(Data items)
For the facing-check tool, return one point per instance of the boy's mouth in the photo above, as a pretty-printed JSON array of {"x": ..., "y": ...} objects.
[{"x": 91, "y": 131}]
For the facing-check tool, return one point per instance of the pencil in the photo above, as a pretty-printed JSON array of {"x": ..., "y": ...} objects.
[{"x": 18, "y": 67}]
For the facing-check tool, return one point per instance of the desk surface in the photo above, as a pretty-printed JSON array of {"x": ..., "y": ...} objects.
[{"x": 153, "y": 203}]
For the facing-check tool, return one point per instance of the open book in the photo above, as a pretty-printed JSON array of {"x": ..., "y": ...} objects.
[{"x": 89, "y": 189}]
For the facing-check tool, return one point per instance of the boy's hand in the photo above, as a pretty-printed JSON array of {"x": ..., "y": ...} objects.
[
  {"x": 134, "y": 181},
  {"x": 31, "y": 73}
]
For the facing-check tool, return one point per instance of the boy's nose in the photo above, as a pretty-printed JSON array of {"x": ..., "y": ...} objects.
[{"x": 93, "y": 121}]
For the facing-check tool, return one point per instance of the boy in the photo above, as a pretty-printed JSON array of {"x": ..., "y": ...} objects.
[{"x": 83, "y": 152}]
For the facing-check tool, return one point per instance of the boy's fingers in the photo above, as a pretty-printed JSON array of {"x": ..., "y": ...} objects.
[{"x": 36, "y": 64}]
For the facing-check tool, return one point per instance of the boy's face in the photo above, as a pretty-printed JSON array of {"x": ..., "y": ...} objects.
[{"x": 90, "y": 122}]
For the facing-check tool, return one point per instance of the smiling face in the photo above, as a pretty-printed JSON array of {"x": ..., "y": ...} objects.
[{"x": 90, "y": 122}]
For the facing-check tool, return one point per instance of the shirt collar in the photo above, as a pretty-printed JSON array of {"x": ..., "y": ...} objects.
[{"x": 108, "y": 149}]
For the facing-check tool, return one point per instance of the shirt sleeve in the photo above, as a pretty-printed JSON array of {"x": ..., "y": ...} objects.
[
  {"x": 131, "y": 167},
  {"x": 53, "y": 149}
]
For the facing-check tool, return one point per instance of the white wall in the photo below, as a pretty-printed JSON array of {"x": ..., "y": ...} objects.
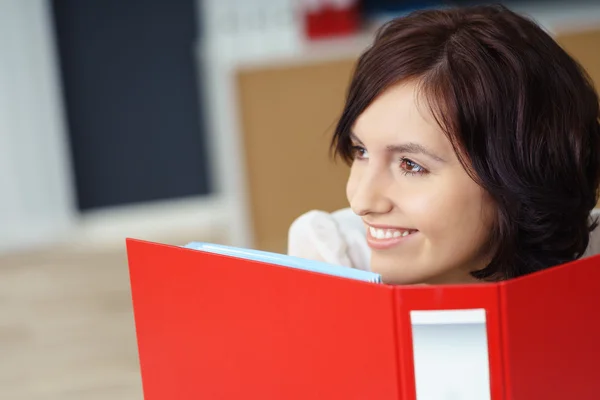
[{"x": 36, "y": 201}]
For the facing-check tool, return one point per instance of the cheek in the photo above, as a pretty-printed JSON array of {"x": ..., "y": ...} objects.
[
  {"x": 352, "y": 183},
  {"x": 455, "y": 209}
]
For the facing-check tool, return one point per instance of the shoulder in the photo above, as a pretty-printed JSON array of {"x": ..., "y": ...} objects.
[{"x": 336, "y": 238}]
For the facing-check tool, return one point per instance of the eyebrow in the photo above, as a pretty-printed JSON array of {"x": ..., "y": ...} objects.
[{"x": 410, "y": 147}]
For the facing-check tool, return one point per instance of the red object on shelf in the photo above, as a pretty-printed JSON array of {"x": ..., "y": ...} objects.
[
  {"x": 217, "y": 327},
  {"x": 329, "y": 20}
]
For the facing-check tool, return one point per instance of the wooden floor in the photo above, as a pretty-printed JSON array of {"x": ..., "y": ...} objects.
[{"x": 66, "y": 327}]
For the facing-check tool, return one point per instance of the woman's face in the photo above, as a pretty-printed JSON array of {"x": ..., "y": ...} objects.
[{"x": 427, "y": 221}]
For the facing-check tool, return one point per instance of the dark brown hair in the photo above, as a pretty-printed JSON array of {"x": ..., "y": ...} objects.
[{"x": 521, "y": 114}]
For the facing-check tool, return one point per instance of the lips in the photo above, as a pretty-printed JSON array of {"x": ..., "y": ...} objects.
[
  {"x": 382, "y": 238},
  {"x": 379, "y": 233}
]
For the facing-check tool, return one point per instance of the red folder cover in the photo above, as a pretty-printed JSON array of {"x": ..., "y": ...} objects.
[{"x": 217, "y": 327}]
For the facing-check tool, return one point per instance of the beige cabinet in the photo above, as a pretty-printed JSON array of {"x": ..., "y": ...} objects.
[{"x": 287, "y": 116}]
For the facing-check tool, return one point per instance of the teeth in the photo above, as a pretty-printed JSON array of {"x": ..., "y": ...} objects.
[{"x": 387, "y": 233}]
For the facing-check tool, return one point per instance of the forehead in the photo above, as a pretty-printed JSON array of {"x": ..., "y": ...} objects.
[{"x": 400, "y": 114}]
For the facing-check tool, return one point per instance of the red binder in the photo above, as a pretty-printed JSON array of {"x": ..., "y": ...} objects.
[{"x": 217, "y": 327}]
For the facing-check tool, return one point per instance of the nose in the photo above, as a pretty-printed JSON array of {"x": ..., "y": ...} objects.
[{"x": 368, "y": 194}]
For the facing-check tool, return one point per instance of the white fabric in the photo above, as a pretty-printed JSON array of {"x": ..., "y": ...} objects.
[
  {"x": 340, "y": 238},
  {"x": 336, "y": 238}
]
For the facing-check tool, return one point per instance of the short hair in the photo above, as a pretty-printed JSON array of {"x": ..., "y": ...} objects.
[{"x": 520, "y": 113}]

> [THE TASK]:
Repeat the material verbatim. Do not carry over any picture.

> [RESULT OF THE TASK]:
For the facing-check tool, return one point per instance of the boy's mouth in the photo above, as a pretty-printed JSON array of {"x": ..., "y": ...} objects.
[{"x": 91, "y": 131}]
For the facing-check tool, return one point per instance of the pencil in the photo above, as a pretty-printed JSON array of {"x": ..., "y": ...} objects.
[{"x": 18, "y": 67}]
For the facing-check tool, return one point per instance of the desk surface in the photo above, as a pretty-printed JSON array of {"x": ..., "y": ...} objects.
[{"x": 153, "y": 203}]
For the facing-check tool, return one point per instance of the open book in the photo above, as a pretty-printed JSON array of {"x": ..., "y": ...} objects.
[{"x": 89, "y": 189}]
For the facing-check tool, return one point per instance of the boy's hand in the photo above, as a pretty-printed JSON array of {"x": ..., "y": ...} objects.
[
  {"x": 134, "y": 181},
  {"x": 31, "y": 73}
]
For the facing-check tool, return one point per instance of the boy's nose in the photo above, as a pretty-printed JSON array of {"x": ..., "y": ...} objects.
[{"x": 93, "y": 121}]
For the facing-check tool, return one point per instance of the boy in the photo above, as a pretty-printed JSON array of {"x": ..., "y": ...} objects.
[{"x": 83, "y": 152}]
For the facing-check tool, return one point per instance of the boy's fingers in the photo above, as a pretty-printed JSON array of {"x": ..., "y": ...} objects.
[{"x": 36, "y": 64}]
For the facing-check tool, return one point per instance of the boy's face in the photo above, as a pretty-printed JSON array of {"x": ..., "y": ...} objects.
[{"x": 90, "y": 122}]
For the facing-check tool, return one point per instance of the smiling face in the photo above, as a pretty-printed JSON array of {"x": ..., "y": ...} objects.
[{"x": 90, "y": 122}]
For the facing-check tool, return one point per instance of the shirt collar in the photo above, as a pretty-printed JSON array of {"x": ..., "y": ...} objects.
[{"x": 108, "y": 149}]
For the facing-check tool, return one point per instance of the shirt sleeve in the photo above, as a pretty-printed JSON array of {"x": ..., "y": ...} objects.
[
  {"x": 131, "y": 167},
  {"x": 53, "y": 149}
]
For the facing-check tool, return one point per instance of the white wall in the photo below, as a pretty-printed JSON array of {"x": ..., "y": ...} objects.
[{"x": 36, "y": 201}]
For the facing-check tool, return one point per instance of the cheek in the photo above, as a pretty-printed JSON array of {"x": ..., "y": ...} objects.
[
  {"x": 352, "y": 183},
  {"x": 455, "y": 209}
]
For the facing-check tool, return one point per instance of the shoulder in the photo above, as a pretty-printed JSON array of {"x": ..., "y": ...} objects.
[{"x": 336, "y": 238}]
For the facing-check tool, return one point per instance of the eyebrow in the photo above, as a pretty-printed JSON array of {"x": ..., "y": ...} objects.
[{"x": 410, "y": 147}]
For the facing-check tool, return one point per instance of the red object on shelf in the photo above, as a pretty-printed JSON array of {"x": ..., "y": ...} objects.
[
  {"x": 217, "y": 327},
  {"x": 329, "y": 20}
]
For the facing-check tool, return one point per instance of the wooden floor in the photo above, as a pretty-printed JSON array of {"x": ..., "y": ...} objects.
[{"x": 66, "y": 327}]
For the facing-check tool, return one point per instance of the woman's face in the photo above, as a pretty-printed JSON array of {"x": ..., "y": ...} objects.
[{"x": 427, "y": 221}]
For the facing-check tool, return one point per instance of the dark brown hair in the photo above, as a pretty-printed JSON array of {"x": ..., "y": ...} objects.
[{"x": 521, "y": 114}]
For the facing-check tool, return one point per instance of the lips in the photo above, as a pretty-printed JSON array of {"x": ..., "y": ...} objects.
[
  {"x": 382, "y": 238},
  {"x": 379, "y": 233}
]
For the facing-check tool, return one point per instance of the red folder cover in the photo above, as a pretty-printed JSON array of {"x": ..., "y": ...} objects.
[{"x": 217, "y": 327}]
For the facing-check tool, return one point per instance of the beige cabinet in the photo above, as a pretty-printed JSON array of {"x": ..., "y": ...} objects.
[{"x": 287, "y": 116}]
For the facing-check tool, return one point per instance of the teeth in the photo above, as a pretty-printed JSON array of {"x": ..., "y": ...} objects.
[{"x": 387, "y": 233}]
For the facing-check tool, return one point per instance of the forehead in the photo above, as a pretty-printed JSON array of {"x": ..., "y": ...} objects.
[{"x": 400, "y": 114}]
For the facing-check tool, return one point per instance of the red binder in the photo above, as a pretty-printed JSON array of {"x": ..., "y": ...} objects.
[{"x": 217, "y": 327}]
For the facing-check tool, return one point per instance of the nose in the photo above, as a pretty-printed JSON array of {"x": ..., "y": ...} objects.
[{"x": 368, "y": 194}]
For the facing-check tool, return one point per instance of the white fabric in the photo above, as a pretty-printed JSON array of {"x": ..., "y": ...} objects.
[
  {"x": 340, "y": 238},
  {"x": 336, "y": 238}
]
For the facing-check tool, return one point per instance of the short hair in the photo above, as a pretty-printed JSON array of {"x": ..., "y": ...} objects.
[{"x": 520, "y": 113}]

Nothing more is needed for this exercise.